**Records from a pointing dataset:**
-- START --
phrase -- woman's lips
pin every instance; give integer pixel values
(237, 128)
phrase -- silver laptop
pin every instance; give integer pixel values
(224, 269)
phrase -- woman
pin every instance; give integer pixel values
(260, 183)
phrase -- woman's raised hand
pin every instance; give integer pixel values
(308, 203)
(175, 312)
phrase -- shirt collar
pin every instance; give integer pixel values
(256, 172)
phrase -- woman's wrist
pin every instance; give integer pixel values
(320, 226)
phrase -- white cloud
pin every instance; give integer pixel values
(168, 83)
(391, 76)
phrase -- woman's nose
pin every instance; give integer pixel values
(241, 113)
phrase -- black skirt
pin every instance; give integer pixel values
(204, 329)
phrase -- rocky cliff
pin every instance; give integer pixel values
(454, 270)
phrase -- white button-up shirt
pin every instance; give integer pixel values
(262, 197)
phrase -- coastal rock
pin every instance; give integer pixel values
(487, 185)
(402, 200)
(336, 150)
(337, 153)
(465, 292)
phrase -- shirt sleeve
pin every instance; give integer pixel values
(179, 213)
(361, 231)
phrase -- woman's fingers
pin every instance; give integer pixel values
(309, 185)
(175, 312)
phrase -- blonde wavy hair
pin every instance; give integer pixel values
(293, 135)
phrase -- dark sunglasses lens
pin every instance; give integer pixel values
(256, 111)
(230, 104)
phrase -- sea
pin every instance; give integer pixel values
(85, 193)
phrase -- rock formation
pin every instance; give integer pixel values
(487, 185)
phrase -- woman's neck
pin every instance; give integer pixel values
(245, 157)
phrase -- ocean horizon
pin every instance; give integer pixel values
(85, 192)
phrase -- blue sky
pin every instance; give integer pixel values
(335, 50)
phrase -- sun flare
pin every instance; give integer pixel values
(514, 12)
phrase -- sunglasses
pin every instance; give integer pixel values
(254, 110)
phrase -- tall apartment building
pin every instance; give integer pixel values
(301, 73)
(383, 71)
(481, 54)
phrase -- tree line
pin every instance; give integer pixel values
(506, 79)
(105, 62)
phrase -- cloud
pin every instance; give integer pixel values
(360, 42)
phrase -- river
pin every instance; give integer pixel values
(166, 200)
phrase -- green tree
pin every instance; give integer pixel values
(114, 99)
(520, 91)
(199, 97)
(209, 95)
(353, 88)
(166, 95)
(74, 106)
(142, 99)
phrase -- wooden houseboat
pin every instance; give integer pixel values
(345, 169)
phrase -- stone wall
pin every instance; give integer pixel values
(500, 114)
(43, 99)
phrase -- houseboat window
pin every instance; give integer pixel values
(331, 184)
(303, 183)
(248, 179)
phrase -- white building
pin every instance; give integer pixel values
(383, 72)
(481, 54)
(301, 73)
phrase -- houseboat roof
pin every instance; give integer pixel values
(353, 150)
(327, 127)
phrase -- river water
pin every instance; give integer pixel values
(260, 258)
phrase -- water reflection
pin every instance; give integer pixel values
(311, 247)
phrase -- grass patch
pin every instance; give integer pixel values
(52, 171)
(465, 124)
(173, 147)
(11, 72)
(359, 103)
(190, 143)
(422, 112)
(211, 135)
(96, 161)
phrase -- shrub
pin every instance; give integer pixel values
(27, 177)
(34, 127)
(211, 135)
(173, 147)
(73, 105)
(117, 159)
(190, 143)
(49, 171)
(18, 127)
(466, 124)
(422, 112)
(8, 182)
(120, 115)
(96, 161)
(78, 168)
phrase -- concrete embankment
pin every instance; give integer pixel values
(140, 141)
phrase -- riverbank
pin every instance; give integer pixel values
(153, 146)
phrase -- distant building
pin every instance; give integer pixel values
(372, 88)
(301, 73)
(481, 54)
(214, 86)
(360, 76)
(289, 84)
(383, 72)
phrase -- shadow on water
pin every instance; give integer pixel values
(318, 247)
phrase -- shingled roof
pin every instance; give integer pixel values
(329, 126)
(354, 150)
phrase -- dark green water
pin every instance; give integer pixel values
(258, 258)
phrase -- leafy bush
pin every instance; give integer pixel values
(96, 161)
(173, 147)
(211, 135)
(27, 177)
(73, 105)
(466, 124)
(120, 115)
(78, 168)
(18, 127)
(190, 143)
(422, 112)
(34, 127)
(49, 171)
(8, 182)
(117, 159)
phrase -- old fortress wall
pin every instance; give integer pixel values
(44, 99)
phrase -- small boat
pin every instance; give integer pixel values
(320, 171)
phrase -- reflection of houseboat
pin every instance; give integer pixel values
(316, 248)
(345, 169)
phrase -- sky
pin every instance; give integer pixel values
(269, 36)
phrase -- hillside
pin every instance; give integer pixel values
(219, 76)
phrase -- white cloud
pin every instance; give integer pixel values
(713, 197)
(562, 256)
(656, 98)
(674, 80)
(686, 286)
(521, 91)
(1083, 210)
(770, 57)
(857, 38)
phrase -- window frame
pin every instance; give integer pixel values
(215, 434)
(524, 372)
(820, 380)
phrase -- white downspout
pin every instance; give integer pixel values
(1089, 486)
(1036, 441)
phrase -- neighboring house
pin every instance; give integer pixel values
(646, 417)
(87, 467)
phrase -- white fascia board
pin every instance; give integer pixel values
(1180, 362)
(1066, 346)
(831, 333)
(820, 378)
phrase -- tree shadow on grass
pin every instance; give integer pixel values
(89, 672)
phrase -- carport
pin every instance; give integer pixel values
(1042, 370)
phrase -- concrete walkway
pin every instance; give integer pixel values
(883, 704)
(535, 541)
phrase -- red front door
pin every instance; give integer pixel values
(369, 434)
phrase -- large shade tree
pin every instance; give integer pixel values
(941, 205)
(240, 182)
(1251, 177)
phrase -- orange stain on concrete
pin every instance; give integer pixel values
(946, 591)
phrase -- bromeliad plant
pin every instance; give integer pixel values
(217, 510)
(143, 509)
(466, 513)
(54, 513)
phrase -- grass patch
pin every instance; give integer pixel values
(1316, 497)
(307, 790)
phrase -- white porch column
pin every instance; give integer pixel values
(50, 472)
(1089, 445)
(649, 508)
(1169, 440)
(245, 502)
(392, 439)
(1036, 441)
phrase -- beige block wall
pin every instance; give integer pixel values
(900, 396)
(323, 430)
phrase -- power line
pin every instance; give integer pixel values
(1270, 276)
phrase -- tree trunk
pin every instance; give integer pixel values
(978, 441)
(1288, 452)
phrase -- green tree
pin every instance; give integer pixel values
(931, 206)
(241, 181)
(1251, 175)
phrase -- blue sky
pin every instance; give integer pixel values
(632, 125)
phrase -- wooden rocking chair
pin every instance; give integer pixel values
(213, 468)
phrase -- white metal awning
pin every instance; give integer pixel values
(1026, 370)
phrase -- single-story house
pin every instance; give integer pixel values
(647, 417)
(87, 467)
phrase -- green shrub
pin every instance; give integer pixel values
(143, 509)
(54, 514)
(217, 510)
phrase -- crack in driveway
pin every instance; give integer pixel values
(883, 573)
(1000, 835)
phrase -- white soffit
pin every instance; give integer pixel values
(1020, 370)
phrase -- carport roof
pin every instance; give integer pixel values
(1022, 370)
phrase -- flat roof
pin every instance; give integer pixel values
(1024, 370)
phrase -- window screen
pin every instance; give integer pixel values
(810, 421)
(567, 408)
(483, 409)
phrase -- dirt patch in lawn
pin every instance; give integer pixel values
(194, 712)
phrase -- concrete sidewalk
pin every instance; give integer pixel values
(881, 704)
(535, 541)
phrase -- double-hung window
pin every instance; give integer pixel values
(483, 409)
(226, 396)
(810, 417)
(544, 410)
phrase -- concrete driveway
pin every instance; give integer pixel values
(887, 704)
-- END --
**What to work on:** Output every line of the records above unchanged.

**Solution to this task:**
phrase -- woman's lips
pin every instance; give integer pixel values
(237, 128)
phrase -- silver laptop
pin every instance; give integer pixel values
(224, 269)
phrase -- woman
pin every instance; give integer pixel values
(260, 183)
phrase -- woman's raised hand
pin every instance; give integer pixel values
(308, 203)
(175, 312)
phrase -- shirt collar
pin every instance; give integer pixel values
(256, 172)
phrase -- woman's wrist
pin every instance; give integer pixel values
(320, 226)
phrase -- white cloud
pin every instance; give integer pixel values
(168, 83)
(391, 76)
phrase -- woman's nose
pin every instance; give integer pixel values
(241, 113)
phrase -- black skirt
pin every instance; give integer pixel values
(204, 329)
phrase -- rocky cliff
pin every instance; give integer pixel values
(454, 270)
phrase -- white button-up shirt
pin every instance; give integer pixel values
(262, 197)
phrase -- coastal rock
pin every instance; give integer pixel values
(487, 185)
(402, 200)
(336, 150)
(337, 153)
(465, 292)
phrase -- shirt sleeve
pin every instance; give integer pixel values
(179, 213)
(361, 231)
phrase -- woman's fingers
pin every instance; give integer pixel values
(309, 185)
(175, 312)
phrase -- blonde wavy hair
pin every instance; give integer pixel values
(293, 135)
phrase -- dark sunglasses lens
pin every instance; give integer pixel values
(256, 111)
(230, 104)
phrase -- sea
pin every instance; give integer pixel values
(85, 193)
phrase -- rock formation
pin every instance; give integer pixel values
(487, 185)
phrase -- woman's neck
pin every instance; give integer pixel values
(245, 157)
phrase -- ocean horizon
pin every instance; give integer pixel values
(85, 192)
phrase -- blue sky
pin every instance; give integer pixel values
(335, 50)
phrase -- sun flare
pin every instance; give integer pixel values
(514, 12)
phrase -- sunglasses
pin every instance; give integer pixel values
(254, 110)
phrase -- tall apartment building
pin every instance; give integer pixel values
(301, 73)
(383, 71)
(481, 54)
phrase -- tree line
pin every instance; give integer pixel values
(506, 79)
(105, 62)
phrase -- cloud
pin every instance; give integer pixel values
(360, 42)
phrase -- river
pin every instance; give integer pixel values
(166, 200)
phrase -- green tree
pin every instance; give integer pixel values
(114, 99)
(520, 91)
(199, 97)
(209, 95)
(353, 88)
(166, 95)
(74, 106)
(142, 99)
phrase -- wooden houseboat
pin every instance; give integer pixel values
(345, 169)
phrase -- stone wall
pin every instance; give integer pixel values
(500, 114)
(43, 99)
phrase -- houseboat window
pin every instance; give integer pixel values
(331, 184)
(303, 183)
(248, 179)
phrase -- white building
pin every instance; give integer pixel values
(383, 72)
(481, 54)
(301, 73)
phrase -- houseboat roof
pin every instance; give integer pixel values
(353, 150)
(327, 127)
phrase -- river water
pin every instance; give integer pixel values
(260, 258)
phrase -- water reflection
pin every instance; give integer pixel values
(311, 247)
phrase -- grass patch
pin every instance; give integer pixel values
(52, 171)
(465, 124)
(173, 147)
(11, 72)
(359, 103)
(190, 143)
(422, 112)
(211, 135)
(96, 161)
phrase -- shrub
pin every instance; give integer pixel values
(27, 177)
(34, 127)
(211, 135)
(173, 147)
(73, 105)
(117, 159)
(190, 143)
(49, 171)
(18, 127)
(466, 124)
(422, 112)
(8, 182)
(120, 115)
(96, 161)
(78, 168)
phrase -- concrete embankment
pin every instance; give integer pixel values
(140, 141)
phrase -- riverbank
pin every instance; give integer pixel values
(153, 146)
phrase -- distant building
pin every instance; give integer pixel values
(372, 88)
(301, 73)
(481, 54)
(214, 86)
(360, 76)
(289, 84)
(383, 72)
phrase -- shadow on water
pin every instance; give integer pixel values
(318, 247)
phrase -- shingled roof
pin every instance; give integer pixel values
(329, 126)
(354, 150)
phrase -- dark green water
pin every instance; give integer pixel values
(258, 258)
phrase -- leafy bush
pin every instance; give integer pixel values
(96, 161)
(173, 147)
(211, 135)
(27, 177)
(73, 105)
(466, 124)
(120, 115)
(78, 168)
(18, 127)
(190, 143)
(422, 112)
(34, 127)
(49, 171)
(8, 182)
(117, 159)
phrase -- old fortress wall
pin every instance; give integer pixel values
(44, 99)
phrase -- small boat
pin every instance; give integer pixel values
(320, 171)
phrase -- reflection of houseboat
pin every instance; give integer pixel values
(316, 248)
(345, 169)
phrase -- sky
pin every instance; give integer pixel values
(269, 36)
phrase -- hillside
pin every instance; give integer pixel values
(219, 76)
phrase -- white cloud
pin every instance; give integer pixel values
(713, 197)
(562, 256)
(656, 98)
(674, 80)
(686, 286)
(521, 91)
(1083, 210)
(770, 57)
(857, 38)
phrase -- window frame
pin every instance; give integer pixel values
(215, 434)
(524, 372)
(820, 380)
phrase -- white downspout
pin every instance; give integer pixel values
(1089, 486)
(1036, 441)
phrase -- neighboring house
pin every instance; give integer pixel values
(646, 417)
(87, 467)
phrase -- white fascia board
pin every instance; give integer pixel values
(1180, 362)
(1066, 346)
(831, 333)
(820, 378)
phrase -- tree shadow on grass
pin every instance; give integer pixel values
(89, 672)
phrase -- carport
pin every instance; give integer pixel values
(1042, 370)
phrase -- concrete walkway
pin every instance; give integer pixel values
(883, 704)
(535, 541)
phrase -- red front door
pin every instance; give integer pixel values
(369, 434)
phrase -- large shade tree
pin every instance; give integer pixel values
(941, 205)
(240, 182)
(1251, 177)
phrase -- orange stain on concrete
pin every instance; give integer pixel values
(946, 591)
phrase -- bromeliad plant
pin every instance; give integer pixel values
(217, 510)
(143, 509)
(466, 513)
(54, 513)
phrase -- grass patch
pin every instance; give integer pixel values
(1316, 497)
(307, 790)
phrase -- white porch column
pin every instance; give integer pixel values
(50, 472)
(1089, 445)
(649, 508)
(1169, 440)
(245, 502)
(392, 439)
(1036, 441)
phrase -- beige block wall
pin every instance; give integer pixel values
(900, 396)
(323, 430)
phrase -- power line
pin every instance; give integer pixel values
(1270, 276)
phrase -- tree trunk
pin every instance; give integer pixel values
(978, 441)
(1288, 452)
phrase -- green tree
pin every instance; give integer pixel values
(931, 206)
(241, 181)
(1251, 175)
phrase -- blue sky
pin every instance; give integer pixel values
(632, 125)
phrase -- wooden rocking chair
pin every instance; give integer pixel values
(213, 468)
phrase -- white metal awning
pin every instance; give integer pixel values
(1026, 370)
phrase -- single-story house
pin every instance; give integer pixel values
(647, 417)
(87, 467)
phrase -- green shrub
pin every instance; give integer pixel values
(143, 509)
(54, 514)
(217, 510)
phrase -- crack in driveway
pin every instance; give integer pixel values
(883, 573)
(1000, 835)
phrase -- white soffit
pin every instance; give integer pixel values
(1020, 370)
phrase -- carport roof
pin every instance; give integer pixel values
(1022, 370)
phrase -- flat roof
pin every instance; give integer pixel values
(1024, 370)
phrase -- window screen
pin every instance; give integer pixel values
(810, 421)
(567, 408)
(483, 409)
phrase -- dirt patch in lawn
pin every instance; give integer pixel values
(194, 712)
phrase -- concrete sidewalk
pin every instance; give integer pixel values
(881, 704)
(535, 541)
phrase -- double-hung window
pin every instance; give integer pixel values
(483, 409)
(226, 396)
(810, 417)
(544, 410)
phrase -- concrete driveway
pin every instance; give integer pixel values
(887, 704)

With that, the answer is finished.